> Textauszug

# # # # #

Selecta mit fragwürdiger Krypto-Wahl
Selecta hat mit der Ankündigung, künftig Kryptozahlungen zu akzeptieren, Aufsehen erregt. Wir zeigen, wieso der Wahl des Anbieters aber grosse Fragezeichen aufwirft.
Hallo miteinander,
Selecta, die Marktführerin im Bereich der Kaffee- und Convenience-Automaten, hat letzte Woche angekündigt, künftig Kryptozahlungen zu akzeptieren. So titelte das Branchenportal finanzen.ch "Kryptozahlungen an Automaten: Selecta will Zahlungsinfrastruktur ausbauen." und der Blick "Bald kannst du ein Snickers mit Bitcoin bezahlen".

# # # # #

> Bereitgestellte Zeilen
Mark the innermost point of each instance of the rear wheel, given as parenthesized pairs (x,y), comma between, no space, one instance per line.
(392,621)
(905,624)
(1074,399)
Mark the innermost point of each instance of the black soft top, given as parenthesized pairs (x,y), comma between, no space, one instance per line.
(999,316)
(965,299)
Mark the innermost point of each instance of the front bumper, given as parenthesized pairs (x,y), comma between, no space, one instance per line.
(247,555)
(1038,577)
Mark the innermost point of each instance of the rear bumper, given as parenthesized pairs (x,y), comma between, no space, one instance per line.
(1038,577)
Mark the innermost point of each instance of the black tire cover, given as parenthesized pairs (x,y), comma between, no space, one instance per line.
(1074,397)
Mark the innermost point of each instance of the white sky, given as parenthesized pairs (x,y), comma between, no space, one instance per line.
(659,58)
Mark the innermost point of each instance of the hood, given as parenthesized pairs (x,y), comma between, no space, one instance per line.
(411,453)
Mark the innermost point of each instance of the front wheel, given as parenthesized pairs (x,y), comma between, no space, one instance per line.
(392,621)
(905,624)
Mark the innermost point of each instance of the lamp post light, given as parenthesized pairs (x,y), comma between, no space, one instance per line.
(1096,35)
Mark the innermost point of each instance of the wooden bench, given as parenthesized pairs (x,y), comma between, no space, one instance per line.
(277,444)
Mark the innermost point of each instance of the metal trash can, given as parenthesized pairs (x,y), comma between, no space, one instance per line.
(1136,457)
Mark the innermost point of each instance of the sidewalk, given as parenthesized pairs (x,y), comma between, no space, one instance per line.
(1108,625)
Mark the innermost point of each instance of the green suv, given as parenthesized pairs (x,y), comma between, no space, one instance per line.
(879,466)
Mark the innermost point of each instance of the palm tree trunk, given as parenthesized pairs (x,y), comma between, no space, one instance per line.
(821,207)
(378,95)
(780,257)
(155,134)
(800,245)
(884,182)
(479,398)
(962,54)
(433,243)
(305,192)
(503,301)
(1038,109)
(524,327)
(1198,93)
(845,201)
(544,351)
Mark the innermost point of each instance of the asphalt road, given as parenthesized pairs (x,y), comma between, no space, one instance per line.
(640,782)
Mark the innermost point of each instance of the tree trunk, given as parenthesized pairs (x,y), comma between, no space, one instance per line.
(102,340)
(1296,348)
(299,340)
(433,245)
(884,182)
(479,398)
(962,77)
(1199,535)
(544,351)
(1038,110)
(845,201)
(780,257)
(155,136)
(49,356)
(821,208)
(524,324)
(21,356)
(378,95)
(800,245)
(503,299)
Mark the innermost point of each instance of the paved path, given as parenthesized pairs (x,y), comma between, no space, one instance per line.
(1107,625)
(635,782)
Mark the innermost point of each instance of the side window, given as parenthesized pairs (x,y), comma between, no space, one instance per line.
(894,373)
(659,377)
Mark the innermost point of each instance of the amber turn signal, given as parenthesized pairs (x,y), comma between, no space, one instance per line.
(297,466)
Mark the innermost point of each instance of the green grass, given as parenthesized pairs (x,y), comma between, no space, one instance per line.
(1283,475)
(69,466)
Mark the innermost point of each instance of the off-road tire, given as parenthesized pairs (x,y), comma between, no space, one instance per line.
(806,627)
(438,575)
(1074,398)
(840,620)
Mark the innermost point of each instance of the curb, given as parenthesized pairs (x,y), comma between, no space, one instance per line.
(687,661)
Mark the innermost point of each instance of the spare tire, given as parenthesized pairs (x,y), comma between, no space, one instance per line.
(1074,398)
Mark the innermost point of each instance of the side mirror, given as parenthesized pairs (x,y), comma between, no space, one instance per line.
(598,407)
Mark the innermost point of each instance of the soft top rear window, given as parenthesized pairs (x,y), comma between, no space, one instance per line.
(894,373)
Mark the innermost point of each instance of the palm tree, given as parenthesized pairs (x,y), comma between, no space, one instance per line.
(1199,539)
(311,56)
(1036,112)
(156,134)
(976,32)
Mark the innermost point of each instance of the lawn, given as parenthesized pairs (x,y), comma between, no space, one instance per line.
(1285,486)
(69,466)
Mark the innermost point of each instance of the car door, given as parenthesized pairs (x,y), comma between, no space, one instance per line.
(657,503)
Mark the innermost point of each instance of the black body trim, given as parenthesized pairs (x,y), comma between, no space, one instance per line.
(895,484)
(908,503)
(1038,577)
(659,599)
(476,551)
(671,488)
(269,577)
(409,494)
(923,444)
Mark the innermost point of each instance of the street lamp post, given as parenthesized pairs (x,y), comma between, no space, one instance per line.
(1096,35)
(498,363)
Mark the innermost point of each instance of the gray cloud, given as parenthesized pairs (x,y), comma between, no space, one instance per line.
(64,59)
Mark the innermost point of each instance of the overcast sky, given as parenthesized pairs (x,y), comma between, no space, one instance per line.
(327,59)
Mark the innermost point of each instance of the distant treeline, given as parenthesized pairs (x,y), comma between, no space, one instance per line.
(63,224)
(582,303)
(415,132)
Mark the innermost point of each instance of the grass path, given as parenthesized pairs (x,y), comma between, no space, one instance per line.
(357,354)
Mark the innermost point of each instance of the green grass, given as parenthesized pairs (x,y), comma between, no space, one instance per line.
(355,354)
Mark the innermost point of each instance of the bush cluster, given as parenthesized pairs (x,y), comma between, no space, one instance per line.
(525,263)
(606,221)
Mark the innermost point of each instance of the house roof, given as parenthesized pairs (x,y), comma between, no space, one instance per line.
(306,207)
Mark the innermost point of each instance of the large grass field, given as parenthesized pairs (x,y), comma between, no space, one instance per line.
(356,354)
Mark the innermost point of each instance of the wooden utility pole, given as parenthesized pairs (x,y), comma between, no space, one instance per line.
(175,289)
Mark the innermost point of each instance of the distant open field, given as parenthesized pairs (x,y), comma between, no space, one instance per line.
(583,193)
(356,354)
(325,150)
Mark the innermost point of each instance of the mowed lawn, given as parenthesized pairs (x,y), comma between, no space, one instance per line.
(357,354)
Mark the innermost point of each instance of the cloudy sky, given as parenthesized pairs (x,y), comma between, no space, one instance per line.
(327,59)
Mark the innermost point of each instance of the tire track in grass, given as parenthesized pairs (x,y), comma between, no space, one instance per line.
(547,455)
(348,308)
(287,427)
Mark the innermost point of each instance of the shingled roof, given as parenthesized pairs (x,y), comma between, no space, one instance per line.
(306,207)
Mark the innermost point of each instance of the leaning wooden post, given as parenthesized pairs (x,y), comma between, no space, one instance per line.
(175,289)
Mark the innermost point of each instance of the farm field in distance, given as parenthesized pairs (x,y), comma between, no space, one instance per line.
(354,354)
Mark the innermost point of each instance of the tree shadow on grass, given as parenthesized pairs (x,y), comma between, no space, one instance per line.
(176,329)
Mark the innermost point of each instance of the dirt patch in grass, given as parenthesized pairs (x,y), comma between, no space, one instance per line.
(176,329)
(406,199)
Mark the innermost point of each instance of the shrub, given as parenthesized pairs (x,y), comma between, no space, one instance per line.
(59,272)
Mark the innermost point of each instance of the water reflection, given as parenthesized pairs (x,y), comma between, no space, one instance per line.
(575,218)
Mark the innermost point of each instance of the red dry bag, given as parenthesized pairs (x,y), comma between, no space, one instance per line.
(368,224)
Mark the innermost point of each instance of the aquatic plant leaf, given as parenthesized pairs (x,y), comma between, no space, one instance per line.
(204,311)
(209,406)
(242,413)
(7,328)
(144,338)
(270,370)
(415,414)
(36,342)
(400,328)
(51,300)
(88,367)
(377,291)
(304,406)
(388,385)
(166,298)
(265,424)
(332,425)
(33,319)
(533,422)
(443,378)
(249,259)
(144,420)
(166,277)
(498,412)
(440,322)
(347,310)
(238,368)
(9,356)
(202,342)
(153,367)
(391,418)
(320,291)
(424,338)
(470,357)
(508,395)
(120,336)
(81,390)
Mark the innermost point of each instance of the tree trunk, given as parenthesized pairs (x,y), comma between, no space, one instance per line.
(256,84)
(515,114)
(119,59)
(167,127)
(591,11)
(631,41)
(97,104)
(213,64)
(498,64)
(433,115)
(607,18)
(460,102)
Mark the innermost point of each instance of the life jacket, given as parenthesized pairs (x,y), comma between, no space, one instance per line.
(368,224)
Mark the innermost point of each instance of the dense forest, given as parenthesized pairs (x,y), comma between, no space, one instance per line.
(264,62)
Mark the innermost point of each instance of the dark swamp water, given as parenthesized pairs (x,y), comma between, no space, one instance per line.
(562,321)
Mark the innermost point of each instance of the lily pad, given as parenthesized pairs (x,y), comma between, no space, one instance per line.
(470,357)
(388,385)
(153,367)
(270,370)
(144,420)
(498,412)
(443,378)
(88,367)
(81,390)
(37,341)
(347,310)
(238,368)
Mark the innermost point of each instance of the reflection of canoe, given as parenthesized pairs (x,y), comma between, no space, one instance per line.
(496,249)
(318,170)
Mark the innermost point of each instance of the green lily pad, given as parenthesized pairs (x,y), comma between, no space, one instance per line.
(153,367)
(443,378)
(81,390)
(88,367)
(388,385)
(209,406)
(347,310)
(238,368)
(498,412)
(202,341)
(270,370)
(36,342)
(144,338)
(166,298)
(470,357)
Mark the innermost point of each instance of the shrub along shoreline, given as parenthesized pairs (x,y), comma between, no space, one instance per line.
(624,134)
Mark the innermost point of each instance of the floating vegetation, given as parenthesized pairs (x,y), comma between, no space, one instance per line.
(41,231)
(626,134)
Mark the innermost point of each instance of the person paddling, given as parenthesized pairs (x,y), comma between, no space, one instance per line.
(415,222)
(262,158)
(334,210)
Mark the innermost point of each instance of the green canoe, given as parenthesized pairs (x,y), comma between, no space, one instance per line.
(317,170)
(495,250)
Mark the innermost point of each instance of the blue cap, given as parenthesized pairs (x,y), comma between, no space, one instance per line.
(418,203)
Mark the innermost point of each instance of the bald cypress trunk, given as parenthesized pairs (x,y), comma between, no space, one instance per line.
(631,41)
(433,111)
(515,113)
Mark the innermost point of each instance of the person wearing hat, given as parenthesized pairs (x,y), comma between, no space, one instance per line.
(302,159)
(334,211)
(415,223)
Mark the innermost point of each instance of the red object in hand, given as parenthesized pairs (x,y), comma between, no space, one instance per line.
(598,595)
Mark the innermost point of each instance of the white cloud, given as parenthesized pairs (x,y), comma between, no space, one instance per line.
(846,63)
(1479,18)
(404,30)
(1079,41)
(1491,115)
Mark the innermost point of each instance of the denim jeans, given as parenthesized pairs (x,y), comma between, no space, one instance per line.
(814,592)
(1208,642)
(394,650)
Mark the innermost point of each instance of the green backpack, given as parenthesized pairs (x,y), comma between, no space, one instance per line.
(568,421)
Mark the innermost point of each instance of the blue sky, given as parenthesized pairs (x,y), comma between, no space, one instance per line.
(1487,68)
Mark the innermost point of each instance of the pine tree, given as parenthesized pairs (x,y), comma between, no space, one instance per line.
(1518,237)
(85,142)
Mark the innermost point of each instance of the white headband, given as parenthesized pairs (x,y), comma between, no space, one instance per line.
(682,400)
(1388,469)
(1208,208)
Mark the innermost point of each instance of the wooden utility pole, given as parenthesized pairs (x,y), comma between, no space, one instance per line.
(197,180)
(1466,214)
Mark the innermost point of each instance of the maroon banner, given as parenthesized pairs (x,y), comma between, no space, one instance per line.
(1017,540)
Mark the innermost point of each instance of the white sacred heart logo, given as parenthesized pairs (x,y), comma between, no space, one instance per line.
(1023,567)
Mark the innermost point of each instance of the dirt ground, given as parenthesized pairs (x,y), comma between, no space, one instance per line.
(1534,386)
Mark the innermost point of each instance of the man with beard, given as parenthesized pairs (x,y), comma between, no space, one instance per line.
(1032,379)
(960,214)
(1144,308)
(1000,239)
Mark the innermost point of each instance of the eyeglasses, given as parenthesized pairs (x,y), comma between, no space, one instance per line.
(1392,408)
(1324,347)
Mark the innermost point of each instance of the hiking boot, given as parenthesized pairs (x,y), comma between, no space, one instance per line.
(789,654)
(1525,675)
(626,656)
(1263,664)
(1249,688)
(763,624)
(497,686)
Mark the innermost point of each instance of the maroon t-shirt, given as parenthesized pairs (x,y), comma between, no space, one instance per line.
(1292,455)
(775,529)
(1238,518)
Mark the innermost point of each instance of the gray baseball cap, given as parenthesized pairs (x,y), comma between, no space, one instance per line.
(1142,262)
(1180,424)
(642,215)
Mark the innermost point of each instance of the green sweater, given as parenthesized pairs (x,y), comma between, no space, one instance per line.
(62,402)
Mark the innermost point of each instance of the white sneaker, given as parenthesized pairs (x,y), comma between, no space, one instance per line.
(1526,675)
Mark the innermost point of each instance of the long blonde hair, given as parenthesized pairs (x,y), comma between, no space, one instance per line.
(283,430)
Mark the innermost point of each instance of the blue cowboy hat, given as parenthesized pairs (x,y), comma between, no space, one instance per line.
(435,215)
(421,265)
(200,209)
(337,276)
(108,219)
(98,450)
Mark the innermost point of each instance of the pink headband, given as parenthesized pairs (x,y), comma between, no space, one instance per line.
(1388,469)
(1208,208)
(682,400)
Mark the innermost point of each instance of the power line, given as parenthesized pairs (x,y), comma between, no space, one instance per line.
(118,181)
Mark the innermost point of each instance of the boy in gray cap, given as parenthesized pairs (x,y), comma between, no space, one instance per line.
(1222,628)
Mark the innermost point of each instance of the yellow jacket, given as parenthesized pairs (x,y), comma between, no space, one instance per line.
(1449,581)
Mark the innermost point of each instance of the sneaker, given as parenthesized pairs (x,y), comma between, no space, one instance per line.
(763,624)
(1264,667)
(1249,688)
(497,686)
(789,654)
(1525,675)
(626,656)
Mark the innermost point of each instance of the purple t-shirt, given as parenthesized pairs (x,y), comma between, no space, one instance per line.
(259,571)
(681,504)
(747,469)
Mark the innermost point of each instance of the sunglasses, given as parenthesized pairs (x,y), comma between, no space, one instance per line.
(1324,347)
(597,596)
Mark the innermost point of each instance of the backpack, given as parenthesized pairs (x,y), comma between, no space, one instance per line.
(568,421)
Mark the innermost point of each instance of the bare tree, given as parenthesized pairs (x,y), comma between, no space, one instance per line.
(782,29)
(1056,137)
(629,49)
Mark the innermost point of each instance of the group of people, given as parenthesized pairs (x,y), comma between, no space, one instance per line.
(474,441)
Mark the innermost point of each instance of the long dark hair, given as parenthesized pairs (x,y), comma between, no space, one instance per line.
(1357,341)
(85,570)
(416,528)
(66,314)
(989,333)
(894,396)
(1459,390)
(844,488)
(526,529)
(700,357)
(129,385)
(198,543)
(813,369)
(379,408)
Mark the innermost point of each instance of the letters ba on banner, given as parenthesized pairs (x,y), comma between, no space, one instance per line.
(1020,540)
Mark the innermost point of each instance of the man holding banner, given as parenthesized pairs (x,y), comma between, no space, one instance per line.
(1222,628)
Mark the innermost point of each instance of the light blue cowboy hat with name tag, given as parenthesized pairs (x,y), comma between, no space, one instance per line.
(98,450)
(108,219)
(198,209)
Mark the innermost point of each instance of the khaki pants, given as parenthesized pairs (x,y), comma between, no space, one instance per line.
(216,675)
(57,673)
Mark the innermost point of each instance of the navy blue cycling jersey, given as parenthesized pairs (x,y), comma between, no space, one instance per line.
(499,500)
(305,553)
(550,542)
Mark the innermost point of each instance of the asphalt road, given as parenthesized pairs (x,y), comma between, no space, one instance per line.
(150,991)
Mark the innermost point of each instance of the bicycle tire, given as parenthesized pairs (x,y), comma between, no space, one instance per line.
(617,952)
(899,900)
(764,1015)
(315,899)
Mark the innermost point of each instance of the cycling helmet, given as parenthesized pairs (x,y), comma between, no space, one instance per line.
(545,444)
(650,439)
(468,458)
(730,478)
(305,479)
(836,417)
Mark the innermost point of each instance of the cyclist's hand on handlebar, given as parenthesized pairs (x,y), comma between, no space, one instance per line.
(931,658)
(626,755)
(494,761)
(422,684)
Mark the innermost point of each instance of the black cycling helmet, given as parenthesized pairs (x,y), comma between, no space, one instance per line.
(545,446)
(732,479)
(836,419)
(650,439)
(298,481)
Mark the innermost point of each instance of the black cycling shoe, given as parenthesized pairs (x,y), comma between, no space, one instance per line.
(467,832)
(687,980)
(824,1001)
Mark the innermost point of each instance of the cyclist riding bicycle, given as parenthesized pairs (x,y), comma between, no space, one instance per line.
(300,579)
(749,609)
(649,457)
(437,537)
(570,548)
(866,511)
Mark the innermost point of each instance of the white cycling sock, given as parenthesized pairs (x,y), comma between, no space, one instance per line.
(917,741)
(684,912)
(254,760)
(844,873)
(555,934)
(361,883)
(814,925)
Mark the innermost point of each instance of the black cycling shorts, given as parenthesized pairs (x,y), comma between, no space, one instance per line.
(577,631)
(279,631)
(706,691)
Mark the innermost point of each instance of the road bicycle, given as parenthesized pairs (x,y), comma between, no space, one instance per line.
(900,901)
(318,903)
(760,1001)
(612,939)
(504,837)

# # # # #

> Übungsaufgaben
1. Schreiben Sie den Abschnitt des Textauszugs, der mit den Worten „Selecta mit fragwürdiger“ beginnt und mit „grosse Fragezeichen aufwirft.“ endet, neu und ersetzen Sie darin „Ankündigung“ durch „Mitteilung“.
2. Ermitteln Sie jede Zeile, in der die Zeichenkette „hand“ vorkommt, und übernehmen Sie diese Zeilen unverändert.
Die Zeilen stehen in keinem Zusammenhang mit dem Textauszug.

> Lösungen zur Übung
1.
Selecta mit fragwürdiger Krypto-Wahl
Selecta hat mit der Mitteilung, künftig Kryptozahlungen zu akzeptieren, Aufsehen erregt. Wir zeigen, wieso der Wahl des Anbieters aber grosse Fragezeichen aufwirft.

2.
Mark the innermost point of each instance of the red object in hand, given as parenthesized pairs (x,y), comma between, no space, one instance per line.
Mark the innermost point of each instance of the cyclist's hand on handlebar, given as parenthesized pairs (x,y), comma between, no space, one instance per line.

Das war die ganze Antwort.